(PROBLEM TO WORK ON): Every line below between the line holding "Put a point on every instance of the peacock." and the line holding "Put a point on every instance of the eyespot.", inclusive, should be repeated exactly, and all other lines omitted.

Items from a data source:
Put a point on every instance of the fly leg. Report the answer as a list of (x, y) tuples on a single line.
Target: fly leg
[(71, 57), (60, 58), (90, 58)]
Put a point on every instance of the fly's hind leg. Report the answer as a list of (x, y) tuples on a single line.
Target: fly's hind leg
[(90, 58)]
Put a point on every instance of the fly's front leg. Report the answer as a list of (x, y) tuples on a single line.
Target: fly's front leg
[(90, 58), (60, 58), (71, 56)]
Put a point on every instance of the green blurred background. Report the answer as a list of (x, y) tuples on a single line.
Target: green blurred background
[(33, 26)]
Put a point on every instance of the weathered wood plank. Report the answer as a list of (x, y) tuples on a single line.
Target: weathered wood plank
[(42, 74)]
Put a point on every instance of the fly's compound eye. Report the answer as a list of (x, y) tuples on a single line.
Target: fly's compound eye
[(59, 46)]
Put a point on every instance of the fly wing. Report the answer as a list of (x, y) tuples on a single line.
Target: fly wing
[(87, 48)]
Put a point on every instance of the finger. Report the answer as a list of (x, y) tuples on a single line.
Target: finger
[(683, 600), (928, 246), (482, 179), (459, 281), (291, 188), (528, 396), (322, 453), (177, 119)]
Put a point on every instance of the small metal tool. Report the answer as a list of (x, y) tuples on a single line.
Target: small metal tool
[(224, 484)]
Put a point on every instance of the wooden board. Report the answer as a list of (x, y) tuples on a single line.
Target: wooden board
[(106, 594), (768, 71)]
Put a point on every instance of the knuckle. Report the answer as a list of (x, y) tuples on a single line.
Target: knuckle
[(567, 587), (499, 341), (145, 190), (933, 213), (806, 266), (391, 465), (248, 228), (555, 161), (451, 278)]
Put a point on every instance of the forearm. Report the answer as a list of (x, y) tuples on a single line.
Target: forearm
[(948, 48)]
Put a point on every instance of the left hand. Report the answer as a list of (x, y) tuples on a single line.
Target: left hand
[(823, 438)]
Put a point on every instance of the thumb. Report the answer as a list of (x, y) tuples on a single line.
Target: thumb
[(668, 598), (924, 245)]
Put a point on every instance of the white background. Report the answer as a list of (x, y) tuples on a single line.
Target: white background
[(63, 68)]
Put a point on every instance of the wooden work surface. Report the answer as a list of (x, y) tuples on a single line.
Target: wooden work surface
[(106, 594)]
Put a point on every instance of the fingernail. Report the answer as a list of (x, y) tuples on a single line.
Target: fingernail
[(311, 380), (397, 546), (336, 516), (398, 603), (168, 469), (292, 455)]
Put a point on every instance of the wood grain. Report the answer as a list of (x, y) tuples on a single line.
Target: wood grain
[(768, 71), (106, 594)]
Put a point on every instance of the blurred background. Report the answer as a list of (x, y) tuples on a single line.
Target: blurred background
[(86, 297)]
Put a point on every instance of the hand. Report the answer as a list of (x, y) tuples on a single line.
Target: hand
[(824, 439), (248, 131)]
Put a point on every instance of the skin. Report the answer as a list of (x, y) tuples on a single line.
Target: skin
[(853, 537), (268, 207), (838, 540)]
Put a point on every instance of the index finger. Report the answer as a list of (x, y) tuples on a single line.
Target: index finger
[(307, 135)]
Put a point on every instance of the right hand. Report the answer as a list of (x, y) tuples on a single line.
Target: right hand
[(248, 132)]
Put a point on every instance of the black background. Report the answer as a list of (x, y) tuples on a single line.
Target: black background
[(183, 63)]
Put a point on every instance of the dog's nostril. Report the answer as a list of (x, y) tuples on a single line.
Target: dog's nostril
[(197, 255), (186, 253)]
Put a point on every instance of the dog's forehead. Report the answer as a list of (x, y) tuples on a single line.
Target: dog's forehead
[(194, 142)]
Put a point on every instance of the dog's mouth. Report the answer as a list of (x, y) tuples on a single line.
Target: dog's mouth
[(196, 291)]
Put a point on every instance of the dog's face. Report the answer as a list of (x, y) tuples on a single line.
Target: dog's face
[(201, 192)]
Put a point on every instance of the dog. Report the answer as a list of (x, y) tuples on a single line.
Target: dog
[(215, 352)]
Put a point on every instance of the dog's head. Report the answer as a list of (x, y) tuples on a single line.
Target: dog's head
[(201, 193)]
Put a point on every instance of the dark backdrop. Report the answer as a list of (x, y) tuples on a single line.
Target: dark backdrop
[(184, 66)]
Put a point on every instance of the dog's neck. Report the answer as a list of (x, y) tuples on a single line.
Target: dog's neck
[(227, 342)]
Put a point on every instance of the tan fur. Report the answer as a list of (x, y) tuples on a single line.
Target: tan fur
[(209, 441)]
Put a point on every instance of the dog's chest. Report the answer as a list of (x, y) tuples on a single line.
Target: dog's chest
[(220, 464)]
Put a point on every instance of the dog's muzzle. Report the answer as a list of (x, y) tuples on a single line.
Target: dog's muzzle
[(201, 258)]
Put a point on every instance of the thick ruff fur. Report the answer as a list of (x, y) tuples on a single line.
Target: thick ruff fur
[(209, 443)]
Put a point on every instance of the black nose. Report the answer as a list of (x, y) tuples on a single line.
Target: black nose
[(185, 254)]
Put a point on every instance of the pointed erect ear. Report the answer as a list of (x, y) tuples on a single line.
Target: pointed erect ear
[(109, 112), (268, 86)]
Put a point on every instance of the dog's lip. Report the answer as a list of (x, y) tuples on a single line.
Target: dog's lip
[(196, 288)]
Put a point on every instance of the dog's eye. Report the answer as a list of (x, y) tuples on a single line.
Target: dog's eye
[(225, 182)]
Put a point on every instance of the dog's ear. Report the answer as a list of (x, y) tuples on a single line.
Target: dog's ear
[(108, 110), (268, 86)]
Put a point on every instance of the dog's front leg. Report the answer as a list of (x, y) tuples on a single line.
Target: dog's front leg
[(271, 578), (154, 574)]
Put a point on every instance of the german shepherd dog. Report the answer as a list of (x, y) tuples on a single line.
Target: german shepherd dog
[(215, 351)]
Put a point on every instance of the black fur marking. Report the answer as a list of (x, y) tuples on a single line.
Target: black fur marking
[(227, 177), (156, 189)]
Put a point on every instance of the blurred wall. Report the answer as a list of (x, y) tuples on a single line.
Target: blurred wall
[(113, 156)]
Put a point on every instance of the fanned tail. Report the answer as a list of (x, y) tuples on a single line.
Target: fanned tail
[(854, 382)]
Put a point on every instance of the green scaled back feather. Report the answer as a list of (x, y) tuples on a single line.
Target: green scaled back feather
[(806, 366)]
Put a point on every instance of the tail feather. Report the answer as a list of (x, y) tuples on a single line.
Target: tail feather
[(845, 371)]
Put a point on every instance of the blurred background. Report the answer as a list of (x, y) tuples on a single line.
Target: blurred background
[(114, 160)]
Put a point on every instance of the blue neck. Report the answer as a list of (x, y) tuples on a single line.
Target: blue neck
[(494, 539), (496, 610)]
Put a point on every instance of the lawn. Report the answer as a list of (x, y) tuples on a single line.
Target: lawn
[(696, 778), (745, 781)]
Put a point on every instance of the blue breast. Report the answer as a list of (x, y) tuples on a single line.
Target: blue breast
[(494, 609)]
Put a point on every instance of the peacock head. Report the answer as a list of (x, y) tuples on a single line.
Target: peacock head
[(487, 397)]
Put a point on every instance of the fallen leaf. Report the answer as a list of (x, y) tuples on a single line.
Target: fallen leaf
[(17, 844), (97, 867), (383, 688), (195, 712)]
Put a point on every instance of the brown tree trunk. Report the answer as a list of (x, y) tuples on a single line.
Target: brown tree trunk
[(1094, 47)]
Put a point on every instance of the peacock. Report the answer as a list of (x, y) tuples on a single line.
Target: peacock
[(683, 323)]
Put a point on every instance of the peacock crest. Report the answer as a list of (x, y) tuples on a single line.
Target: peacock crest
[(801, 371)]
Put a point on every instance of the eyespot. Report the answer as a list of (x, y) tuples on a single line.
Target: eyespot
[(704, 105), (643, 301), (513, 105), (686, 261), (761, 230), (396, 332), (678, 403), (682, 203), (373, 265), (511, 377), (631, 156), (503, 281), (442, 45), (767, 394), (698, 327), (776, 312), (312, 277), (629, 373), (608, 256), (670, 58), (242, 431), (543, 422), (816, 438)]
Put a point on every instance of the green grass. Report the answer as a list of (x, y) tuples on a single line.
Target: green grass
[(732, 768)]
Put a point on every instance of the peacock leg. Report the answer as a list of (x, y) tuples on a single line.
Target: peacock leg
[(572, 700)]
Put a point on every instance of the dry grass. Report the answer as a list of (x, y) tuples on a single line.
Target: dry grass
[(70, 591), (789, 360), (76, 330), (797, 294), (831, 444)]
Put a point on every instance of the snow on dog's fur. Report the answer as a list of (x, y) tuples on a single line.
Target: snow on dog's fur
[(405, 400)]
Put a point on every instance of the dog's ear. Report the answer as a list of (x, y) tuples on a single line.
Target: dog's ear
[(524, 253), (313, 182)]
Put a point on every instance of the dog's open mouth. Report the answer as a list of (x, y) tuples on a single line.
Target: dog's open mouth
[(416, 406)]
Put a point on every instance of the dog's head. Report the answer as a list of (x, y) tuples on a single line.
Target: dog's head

(ANSWER SPACE):
Put a point on every instance of the peacock. Report the answer as a list of (x, y) tuples on a single line.
Target: peacock
[(683, 323)]
Put a point on every instance of the peacock crest. Report the answer as a list of (x, y) tuples on a single line.
Target: peacock crest
[(801, 371)]
Put a point on every instance of the eyespot. Report the answer as a list of (x, y) tuples on a single line.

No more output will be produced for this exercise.